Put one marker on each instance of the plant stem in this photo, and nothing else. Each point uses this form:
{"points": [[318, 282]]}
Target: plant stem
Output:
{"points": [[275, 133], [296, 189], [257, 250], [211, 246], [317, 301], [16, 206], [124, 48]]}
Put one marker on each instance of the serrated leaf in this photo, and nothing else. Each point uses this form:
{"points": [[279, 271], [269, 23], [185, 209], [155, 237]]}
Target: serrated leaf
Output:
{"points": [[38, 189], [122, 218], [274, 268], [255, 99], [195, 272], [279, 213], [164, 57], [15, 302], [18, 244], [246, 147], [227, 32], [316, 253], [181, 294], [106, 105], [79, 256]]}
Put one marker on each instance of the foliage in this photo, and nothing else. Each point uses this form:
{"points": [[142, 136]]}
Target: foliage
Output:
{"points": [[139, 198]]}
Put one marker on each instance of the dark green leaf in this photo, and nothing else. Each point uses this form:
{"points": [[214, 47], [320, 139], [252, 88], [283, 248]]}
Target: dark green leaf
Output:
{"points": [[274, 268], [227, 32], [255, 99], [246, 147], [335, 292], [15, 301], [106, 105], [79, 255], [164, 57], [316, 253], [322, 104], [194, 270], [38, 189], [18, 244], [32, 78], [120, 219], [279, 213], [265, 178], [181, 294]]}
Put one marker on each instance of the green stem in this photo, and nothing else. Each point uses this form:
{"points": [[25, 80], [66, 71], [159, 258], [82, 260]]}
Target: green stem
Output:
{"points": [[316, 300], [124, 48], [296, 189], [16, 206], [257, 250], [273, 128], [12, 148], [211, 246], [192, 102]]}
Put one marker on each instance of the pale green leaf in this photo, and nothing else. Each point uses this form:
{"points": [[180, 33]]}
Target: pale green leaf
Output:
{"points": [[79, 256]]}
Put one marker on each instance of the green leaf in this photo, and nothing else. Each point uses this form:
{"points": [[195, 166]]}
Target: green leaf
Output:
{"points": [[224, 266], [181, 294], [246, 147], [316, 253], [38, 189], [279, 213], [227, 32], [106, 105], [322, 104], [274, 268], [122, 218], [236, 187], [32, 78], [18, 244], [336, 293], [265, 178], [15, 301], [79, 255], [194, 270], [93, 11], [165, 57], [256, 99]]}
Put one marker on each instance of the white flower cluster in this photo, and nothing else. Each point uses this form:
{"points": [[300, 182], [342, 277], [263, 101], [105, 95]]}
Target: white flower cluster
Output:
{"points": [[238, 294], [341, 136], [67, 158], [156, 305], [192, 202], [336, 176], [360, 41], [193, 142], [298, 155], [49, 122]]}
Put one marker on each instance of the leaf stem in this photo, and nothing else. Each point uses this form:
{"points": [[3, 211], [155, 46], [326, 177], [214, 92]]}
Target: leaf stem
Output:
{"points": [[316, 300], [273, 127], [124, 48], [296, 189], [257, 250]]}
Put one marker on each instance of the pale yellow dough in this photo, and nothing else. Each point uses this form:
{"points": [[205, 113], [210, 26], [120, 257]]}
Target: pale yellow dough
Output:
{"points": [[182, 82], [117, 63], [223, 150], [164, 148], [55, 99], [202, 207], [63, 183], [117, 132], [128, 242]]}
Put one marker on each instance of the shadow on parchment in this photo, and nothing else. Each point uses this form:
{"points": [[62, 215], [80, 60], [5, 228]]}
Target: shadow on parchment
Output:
+ + + +
### OBJECTIVE
Repeat all of the material above word for word, keeping every line in its original order.

### ANSWER TO THIS PROBLEM
Put one marker on each instance of the plant stem in this photo, and nothing else. Each point uses this form:
{"points": [[318, 282]]}
Target: plant stem
Output:
{"points": [[275, 133], [296, 189], [257, 250], [211, 246], [317, 301], [16, 206], [124, 48]]}
Put one marker on each instance of the serrated leaf in this photo, and nothing else. Each point uses this form:
{"points": [[279, 271], [269, 23], [185, 209], [155, 237]]}
Target: serrated leaf
Output:
{"points": [[38, 189], [122, 218], [274, 268], [255, 99], [195, 272], [279, 213], [164, 57], [15, 302], [18, 244], [246, 147], [227, 32], [316, 253], [181, 294], [106, 105], [79, 256]]}
Put one marker on each instance of the foliage in this photo, and nothing else. Each point uses this form:
{"points": [[142, 136]]}
Target: foliage
Output:
{"points": [[139, 198]]}
Put one marker on each instance of the dark green leaf in this photo, and nothing else. Each point uses this form:
{"points": [[214, 47], [320, 139], [252, 88], [283, 248]]}
Target: dark green leaf
Output:
{"points": [[274, 268], [227, 32], [255, 99], [246, 147], [335, 292], [15, 301], [106, 105], [79, 255], [164, 57], [316, 253], [322, 104], [194, 270], [38, 189], [18, 244], [32, 78], [120, 219], [279, 213], [265, 178], [181, 294]]}
Put one marker on each instance of the green stem in this photo, and nothing else. Each point uses this form:
{"points": [[25, 80], [66, 71], [159, 258], [82, 260]]}
Target: green stem
Output:
{"points": [[316, 300], [124, 48], [296, 189], [16, 206], [257, 250], [273, 128], [12, 148], [211, 246], [192, 102]]}
Put one marker on each instance of the pale green leaf in this photo, and nothing else. Each point uses this form:
{"points": [[180, 33]]}
Target: pale green leaf
Output:
{"points": [[79, 256]]}
Put one marker on each instance of the green leaf in this photo, and nothing else. Each point uses this form:
{"points": [[195, 166]]}
Target: green leaf
Output:
{"points": [[224, 266], [181, 294], [246, 147], [316, 253], [38, 189], [279, 213], [227, 32], [106, 105], [322, 104], [274, 268], [122, 218], [236, 187], [32, 78], [18, 244], [336, 293], [265, 178], [15, 301], [79, 255], [194, 270], [93, 11], [165, 57], [256, 99]]}
Put one marker on each instance of the white flower cluster in this photo, and nothing else. Each point uses this form:
{"points": [[300, 182], [342, 277], [263, 101], [105, 95]]}
Target: white flower cluster
Output:
{"points": [[238, 294], [341, 136], [67, 158], [156, 305], [192, 202], [336, 176], [360, 41], [193, 142], [298, 155], [49, 122]]}
Put one marker on each instance of the leaf stem in this photo, and nothing else. Each point uses this form:
{"points": [[3, 211], [155, 46], [326, 177], [214, 92]]}
Target: leaf stem
Output:
{"points": [[316, 300], [273, 127], [124, 48], [296, 189], [257, 250]]}
Put one marker on each instance of the pale yellow dough in this photo, and nothing else. Each point uses this form:
{"points": [[205, 113], [210, 26], [120, 257]]}
Target: pale yellow dough
Output:
{"points": [[182, 82], [117, 63], [223, 150], [164, 148], [55, 99], [202, 207], [63, 183], [117, 132], [128, 242]]}
Put one marker on each instance of the shadow on parchment in this photo, and nothing else. Each point uses this form:
{"points": [[62, 215], [80, 60], [5, 228]]}
Target: shadow on parchment
Output:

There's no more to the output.